Written problem >> Arrange the rows from the line with "the rear wheel." up to and including the line with "(1281, 532)" as a two-column CSV with the headers note and coordinates, one row per note. Put each note and its coordinates in a single quoted field, and replace the line breaks with spaces.

=== Supplied records ===

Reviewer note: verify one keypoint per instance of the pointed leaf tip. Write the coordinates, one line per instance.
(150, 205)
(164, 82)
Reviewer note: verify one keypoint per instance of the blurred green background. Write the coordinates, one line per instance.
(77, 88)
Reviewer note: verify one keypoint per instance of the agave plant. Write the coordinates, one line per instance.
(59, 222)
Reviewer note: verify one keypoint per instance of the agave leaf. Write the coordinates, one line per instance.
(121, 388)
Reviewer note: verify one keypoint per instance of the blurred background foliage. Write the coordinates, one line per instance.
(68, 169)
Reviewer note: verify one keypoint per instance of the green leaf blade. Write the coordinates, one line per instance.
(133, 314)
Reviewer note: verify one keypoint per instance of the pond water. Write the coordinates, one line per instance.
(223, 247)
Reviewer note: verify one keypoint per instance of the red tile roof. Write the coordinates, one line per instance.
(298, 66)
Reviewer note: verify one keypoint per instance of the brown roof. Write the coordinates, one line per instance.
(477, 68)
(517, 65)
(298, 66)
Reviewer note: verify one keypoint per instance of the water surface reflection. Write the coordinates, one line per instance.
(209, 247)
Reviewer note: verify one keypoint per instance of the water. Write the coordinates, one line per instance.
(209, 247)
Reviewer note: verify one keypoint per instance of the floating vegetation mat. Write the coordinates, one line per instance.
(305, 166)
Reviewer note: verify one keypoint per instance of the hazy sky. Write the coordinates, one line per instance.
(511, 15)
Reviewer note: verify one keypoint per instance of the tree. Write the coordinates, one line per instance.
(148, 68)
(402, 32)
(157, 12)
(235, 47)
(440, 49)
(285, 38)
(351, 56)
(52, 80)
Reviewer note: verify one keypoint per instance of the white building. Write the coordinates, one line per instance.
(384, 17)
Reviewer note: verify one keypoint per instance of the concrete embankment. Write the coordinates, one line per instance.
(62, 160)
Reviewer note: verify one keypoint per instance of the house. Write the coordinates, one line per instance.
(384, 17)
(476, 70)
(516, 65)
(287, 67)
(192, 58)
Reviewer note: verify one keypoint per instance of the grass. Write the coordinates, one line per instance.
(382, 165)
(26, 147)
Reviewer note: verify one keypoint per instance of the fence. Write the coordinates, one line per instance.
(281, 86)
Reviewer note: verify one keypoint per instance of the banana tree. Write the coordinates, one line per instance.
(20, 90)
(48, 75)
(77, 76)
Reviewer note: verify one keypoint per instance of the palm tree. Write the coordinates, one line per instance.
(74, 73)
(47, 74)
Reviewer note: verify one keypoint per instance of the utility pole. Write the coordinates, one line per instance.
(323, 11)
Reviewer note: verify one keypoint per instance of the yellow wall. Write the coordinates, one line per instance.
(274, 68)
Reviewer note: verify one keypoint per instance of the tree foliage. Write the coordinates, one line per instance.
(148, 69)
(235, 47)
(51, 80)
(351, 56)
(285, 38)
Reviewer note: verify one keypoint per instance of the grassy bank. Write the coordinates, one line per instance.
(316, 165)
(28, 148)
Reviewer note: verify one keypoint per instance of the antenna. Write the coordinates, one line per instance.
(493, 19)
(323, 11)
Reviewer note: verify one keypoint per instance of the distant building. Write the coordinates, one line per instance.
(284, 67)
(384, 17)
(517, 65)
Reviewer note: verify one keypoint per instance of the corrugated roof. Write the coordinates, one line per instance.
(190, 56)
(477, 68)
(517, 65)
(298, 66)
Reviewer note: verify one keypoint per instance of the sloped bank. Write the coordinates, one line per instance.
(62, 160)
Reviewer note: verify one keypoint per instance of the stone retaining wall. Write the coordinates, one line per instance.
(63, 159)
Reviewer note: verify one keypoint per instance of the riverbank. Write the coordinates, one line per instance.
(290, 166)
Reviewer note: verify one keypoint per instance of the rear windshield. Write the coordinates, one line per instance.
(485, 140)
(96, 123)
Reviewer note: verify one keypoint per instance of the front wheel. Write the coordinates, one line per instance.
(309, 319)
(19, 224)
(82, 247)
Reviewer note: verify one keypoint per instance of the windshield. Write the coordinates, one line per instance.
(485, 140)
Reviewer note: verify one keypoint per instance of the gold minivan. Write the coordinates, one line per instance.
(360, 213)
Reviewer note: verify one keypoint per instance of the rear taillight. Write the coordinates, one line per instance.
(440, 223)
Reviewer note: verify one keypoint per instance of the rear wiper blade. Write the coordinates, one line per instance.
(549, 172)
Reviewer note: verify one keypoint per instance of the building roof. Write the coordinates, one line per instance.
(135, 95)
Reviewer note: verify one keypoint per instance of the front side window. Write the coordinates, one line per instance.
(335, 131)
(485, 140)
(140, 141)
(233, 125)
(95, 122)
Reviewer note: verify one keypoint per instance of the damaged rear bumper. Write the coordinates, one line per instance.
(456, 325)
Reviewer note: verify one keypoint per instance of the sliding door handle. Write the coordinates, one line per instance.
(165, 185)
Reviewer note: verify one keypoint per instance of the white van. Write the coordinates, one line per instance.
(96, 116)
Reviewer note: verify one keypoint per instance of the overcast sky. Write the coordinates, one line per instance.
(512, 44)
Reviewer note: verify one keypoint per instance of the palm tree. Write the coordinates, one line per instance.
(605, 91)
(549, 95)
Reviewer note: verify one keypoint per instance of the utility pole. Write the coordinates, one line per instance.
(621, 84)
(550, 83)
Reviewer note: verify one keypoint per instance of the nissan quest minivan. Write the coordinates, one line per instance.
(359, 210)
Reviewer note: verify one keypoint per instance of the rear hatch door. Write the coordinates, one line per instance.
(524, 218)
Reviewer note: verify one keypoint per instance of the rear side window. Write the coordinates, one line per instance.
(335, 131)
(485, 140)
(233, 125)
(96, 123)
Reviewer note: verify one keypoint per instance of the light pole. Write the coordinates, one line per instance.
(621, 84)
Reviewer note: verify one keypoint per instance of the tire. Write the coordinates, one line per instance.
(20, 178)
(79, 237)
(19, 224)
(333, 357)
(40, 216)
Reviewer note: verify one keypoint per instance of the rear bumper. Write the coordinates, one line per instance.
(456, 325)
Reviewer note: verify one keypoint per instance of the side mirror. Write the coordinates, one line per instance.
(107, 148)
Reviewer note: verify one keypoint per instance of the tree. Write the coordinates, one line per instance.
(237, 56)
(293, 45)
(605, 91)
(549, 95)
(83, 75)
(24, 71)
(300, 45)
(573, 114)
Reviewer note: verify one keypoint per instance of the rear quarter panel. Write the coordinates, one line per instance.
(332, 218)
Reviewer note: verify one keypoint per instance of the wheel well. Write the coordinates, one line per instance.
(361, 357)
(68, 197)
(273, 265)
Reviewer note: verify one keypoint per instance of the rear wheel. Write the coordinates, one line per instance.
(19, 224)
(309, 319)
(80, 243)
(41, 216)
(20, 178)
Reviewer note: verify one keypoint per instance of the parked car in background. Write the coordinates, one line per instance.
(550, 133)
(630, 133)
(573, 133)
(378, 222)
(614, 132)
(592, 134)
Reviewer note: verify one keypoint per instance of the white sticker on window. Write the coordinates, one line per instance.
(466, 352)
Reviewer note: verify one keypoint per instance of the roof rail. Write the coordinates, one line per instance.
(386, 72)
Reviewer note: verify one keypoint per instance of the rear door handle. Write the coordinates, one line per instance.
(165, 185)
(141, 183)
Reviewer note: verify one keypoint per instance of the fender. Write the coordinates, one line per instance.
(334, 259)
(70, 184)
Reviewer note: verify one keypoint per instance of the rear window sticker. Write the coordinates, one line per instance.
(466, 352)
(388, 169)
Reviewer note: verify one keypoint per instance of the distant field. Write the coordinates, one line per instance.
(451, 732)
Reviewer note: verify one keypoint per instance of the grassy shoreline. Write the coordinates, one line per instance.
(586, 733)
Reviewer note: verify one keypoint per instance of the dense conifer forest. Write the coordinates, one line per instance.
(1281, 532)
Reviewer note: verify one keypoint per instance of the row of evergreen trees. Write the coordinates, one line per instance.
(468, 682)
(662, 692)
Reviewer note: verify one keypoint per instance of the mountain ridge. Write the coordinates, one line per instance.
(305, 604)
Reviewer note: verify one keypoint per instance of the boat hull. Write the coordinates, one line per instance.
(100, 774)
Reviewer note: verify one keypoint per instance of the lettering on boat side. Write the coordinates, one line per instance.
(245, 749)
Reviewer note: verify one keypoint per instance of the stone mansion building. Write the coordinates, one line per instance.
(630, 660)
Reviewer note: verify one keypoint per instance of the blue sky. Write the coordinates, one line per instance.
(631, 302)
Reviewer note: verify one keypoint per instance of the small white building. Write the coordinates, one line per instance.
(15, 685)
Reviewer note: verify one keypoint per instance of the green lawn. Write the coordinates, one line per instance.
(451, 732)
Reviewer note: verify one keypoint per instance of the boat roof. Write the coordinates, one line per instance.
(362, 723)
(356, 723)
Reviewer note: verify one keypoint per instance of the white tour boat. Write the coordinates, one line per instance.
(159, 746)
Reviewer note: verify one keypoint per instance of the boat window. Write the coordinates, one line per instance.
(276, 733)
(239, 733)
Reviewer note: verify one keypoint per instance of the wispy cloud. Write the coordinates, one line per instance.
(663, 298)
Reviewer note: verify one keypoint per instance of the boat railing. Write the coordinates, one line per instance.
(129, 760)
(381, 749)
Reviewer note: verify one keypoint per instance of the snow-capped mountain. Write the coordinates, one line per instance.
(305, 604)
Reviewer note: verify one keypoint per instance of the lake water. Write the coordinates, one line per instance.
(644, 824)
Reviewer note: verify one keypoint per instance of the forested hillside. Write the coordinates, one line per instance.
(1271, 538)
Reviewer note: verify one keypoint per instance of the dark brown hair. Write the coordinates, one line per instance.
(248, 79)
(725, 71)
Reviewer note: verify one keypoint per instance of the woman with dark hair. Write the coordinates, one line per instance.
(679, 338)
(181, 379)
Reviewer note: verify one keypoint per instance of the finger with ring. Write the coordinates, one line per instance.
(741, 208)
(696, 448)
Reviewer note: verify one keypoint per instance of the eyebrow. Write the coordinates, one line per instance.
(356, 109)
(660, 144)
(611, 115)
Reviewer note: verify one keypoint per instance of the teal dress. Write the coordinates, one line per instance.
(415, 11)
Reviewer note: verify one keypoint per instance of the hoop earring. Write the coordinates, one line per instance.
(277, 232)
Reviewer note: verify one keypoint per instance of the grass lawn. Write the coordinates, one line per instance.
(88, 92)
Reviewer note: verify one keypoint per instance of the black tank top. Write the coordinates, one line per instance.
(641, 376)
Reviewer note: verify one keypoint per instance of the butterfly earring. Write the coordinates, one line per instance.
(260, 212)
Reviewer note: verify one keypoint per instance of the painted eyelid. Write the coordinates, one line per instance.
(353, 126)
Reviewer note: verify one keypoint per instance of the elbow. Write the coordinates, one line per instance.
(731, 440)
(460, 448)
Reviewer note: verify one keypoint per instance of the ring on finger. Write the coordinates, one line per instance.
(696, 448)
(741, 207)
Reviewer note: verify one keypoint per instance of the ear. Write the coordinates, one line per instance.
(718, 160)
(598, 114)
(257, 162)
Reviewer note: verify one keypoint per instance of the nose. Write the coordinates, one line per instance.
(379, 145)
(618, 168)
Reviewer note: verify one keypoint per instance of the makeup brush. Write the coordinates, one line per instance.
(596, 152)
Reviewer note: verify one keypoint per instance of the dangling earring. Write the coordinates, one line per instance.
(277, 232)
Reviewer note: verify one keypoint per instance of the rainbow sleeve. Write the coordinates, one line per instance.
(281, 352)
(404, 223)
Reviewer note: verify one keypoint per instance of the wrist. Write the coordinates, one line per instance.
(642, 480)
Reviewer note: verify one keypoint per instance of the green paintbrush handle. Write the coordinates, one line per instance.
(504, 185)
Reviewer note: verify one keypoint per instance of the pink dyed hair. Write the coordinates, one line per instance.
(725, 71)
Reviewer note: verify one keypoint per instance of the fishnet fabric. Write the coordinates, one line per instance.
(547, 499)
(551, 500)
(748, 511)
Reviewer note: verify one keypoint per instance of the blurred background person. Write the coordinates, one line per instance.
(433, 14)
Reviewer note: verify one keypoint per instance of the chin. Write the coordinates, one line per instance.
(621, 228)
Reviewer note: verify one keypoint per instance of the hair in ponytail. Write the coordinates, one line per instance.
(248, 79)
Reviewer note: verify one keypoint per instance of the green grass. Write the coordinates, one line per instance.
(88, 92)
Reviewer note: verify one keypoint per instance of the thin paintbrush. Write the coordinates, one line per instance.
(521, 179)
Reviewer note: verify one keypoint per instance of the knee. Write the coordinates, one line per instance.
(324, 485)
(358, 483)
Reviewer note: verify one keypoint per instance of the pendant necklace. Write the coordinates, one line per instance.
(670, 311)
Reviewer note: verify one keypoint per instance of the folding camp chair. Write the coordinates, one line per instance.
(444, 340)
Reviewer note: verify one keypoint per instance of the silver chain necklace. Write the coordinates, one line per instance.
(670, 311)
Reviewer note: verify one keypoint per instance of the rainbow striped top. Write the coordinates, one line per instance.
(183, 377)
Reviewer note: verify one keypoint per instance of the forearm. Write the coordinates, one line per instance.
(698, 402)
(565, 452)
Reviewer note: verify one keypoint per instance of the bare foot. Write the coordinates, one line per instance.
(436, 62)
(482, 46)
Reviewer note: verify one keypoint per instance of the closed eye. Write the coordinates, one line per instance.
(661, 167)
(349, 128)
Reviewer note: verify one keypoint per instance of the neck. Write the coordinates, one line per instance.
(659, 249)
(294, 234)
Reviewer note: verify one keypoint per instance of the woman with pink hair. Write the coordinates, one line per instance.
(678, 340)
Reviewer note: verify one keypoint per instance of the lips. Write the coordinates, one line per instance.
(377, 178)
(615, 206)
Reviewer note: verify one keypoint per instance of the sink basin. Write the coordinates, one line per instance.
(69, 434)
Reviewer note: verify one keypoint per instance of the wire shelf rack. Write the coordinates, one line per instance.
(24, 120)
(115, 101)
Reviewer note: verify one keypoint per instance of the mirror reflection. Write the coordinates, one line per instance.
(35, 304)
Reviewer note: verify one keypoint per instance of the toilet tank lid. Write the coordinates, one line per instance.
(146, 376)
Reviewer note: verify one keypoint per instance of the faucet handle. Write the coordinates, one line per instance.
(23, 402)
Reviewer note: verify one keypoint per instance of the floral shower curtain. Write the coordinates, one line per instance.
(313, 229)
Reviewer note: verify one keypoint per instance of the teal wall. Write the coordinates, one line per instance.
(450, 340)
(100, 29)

===

Full solution >>
note,coordinates
"Reviewer note: verify one keypoint per instance of the rear wheel. Write the coordinates, one line per instance.","(19, 224) (309, 319) (80, 243) (41, 216) (20, 178)"
"Reviewer note: verify one keypoint per instance of the parked car in background. Write the coordinates, one line per instance.","(550, 133) (630, 133) (573, 133) (378, 222) (614, 132) (592, 134)"
"Reviewer note: verify one keypoint per instance of the white sticker on window. Write the coordinates, one line per instance.","(466, 352)"
"Reviewer note: verify one keypoint per instance of the roof rail. Write the coordinates, one line per instance.","(386, 72)"
"Reviewer note: verify one keypoint per instance of the rear door handle. Write the coordinates, one line per instance.","(165, 185) (141, 183)"
"Reviewer note: verify one keypoint per instance of the fender. Write the coordinates, one line per instance.","(334, 259) (70, 184)"
"Reviewer note: verify one keypoint per instance of the rear window sticker. Write the coordinates, one line per instance.","(466, 352) (388, 169)"
"Reviewer note: verify one keypoint per instance of the distant field. Write the coordinates, one line per instance.","(451, 732)"
"Reviewer note: verify one keypoint per instance of the grassy shoreline. Write the coordinates, one line per instance.","(586, 733)"
"Reviewer note: verify one keypoint per instance of the dense conifer forest. Write the coordinates, one line per instance.","(1281, 532)"